▶ _Selected excerpt_:
######
Exploring STC 8051 Microcontrollers – Coding

Interfacing 2×16 LCD

After having both clock system and GPIO mastered, the next important thing to do is to drive an ordinary alphanumerical LCD or simply text LCD. This is very important as text LCDs are great tools for quickly and visually displaying information.

Code

LCD.h

 #define LCD_GPIO_init()                    do{P35_push_pull_mode; \
                                              P36_push_pull_mode; \
                                              P37_push_pull_mode; \
                                              P04_push_pull_mode; \
                                              P05_push_pull_mode; \
                                              P06_push_pull_mode; \
                                              P07_push_pull_mode; \
                                             }while(0)
 
#define LCD_RS_HIGH                        P35_high
#define LCD_RS_LOW                         P35_low
 
#define LCD_RW_HIGH                        P36_high
#define LCD_RW_LOW                         P36_low
 
#define LCD_EN_HIGH                        P37_high
#define LCD_EN_LOW                         P37_low
 
#define LCD_DB4_HIGH                       P04_high
#define LCD_DB4_LOW                        P04_low
 
#define LCD_DB5_HIGH                       P05_high
#define LCD_DB5_LOW                        P05_low
 
#define LCD_DB6_HIGH                       P06_high
#define LCD_DB6_LOW                        P06_low
 
#define LCD_DB7_HIGH                       P07_high
#define LCD_DB7_LOW                        P07_low
 
#define clear_display                      0x01
#define goto_home                          0x02
 
#define cursor_direction_inc               (0x04 | 0x02)
######
▶ _Listed records_:
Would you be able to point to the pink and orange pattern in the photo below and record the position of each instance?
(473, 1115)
######
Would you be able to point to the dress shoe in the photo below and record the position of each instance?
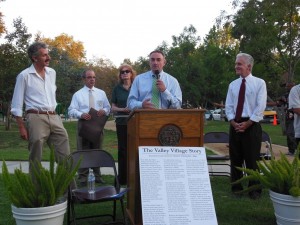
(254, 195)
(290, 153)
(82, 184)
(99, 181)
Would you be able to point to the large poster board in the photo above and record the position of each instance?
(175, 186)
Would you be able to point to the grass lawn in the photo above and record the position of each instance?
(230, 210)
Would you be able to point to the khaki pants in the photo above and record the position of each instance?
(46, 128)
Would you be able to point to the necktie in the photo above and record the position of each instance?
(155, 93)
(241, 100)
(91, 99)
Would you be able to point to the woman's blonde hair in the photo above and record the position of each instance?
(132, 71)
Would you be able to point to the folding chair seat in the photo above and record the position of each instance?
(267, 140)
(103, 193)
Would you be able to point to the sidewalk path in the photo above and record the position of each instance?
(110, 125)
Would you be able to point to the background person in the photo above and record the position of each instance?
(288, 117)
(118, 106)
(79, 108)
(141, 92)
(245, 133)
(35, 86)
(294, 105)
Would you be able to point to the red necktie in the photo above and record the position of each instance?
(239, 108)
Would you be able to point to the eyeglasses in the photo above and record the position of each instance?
######
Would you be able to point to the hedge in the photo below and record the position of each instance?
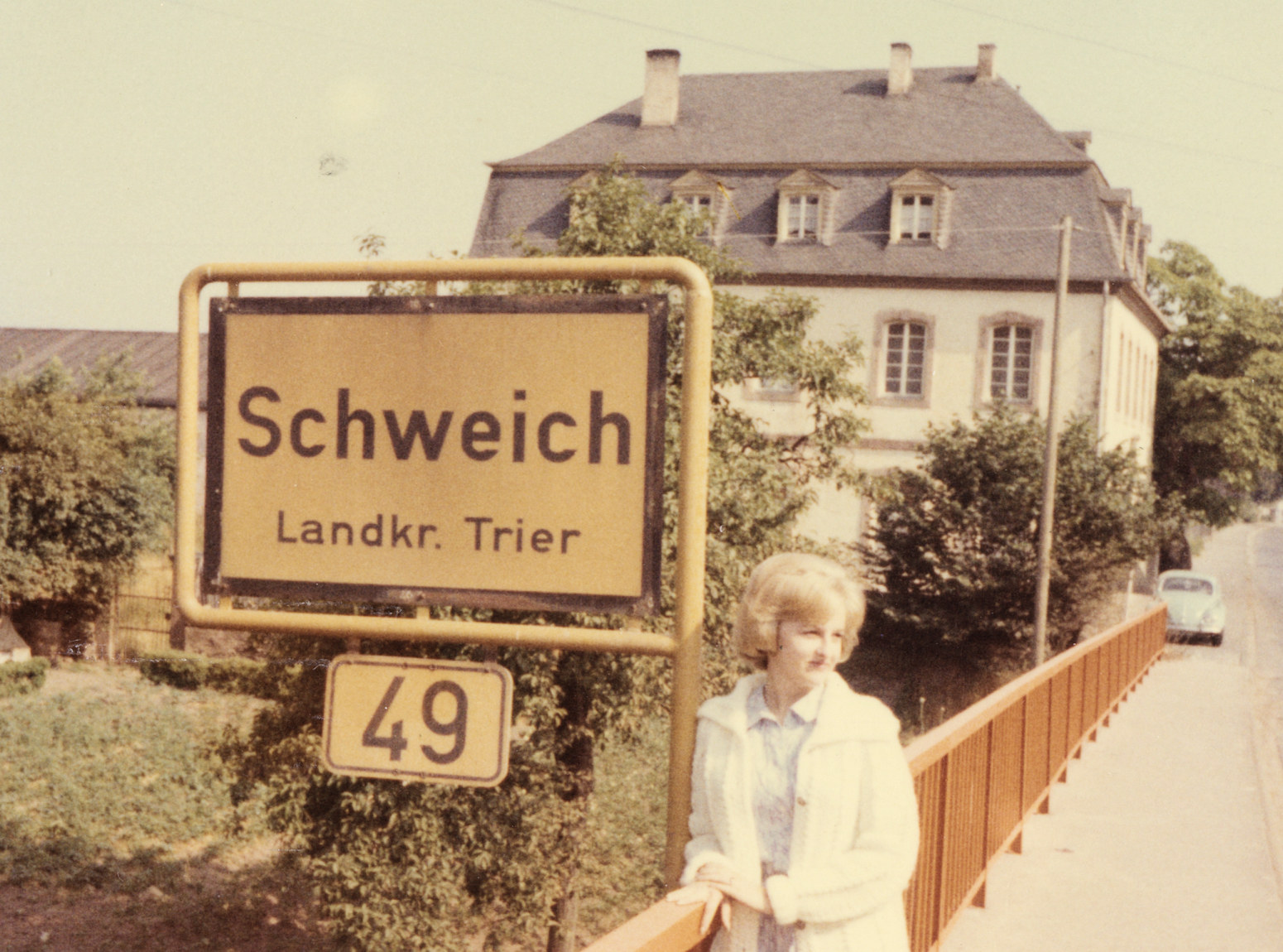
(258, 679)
######
In the 2×16 LCD code, please state which port pin the LCD_EN line is mapped to.

P37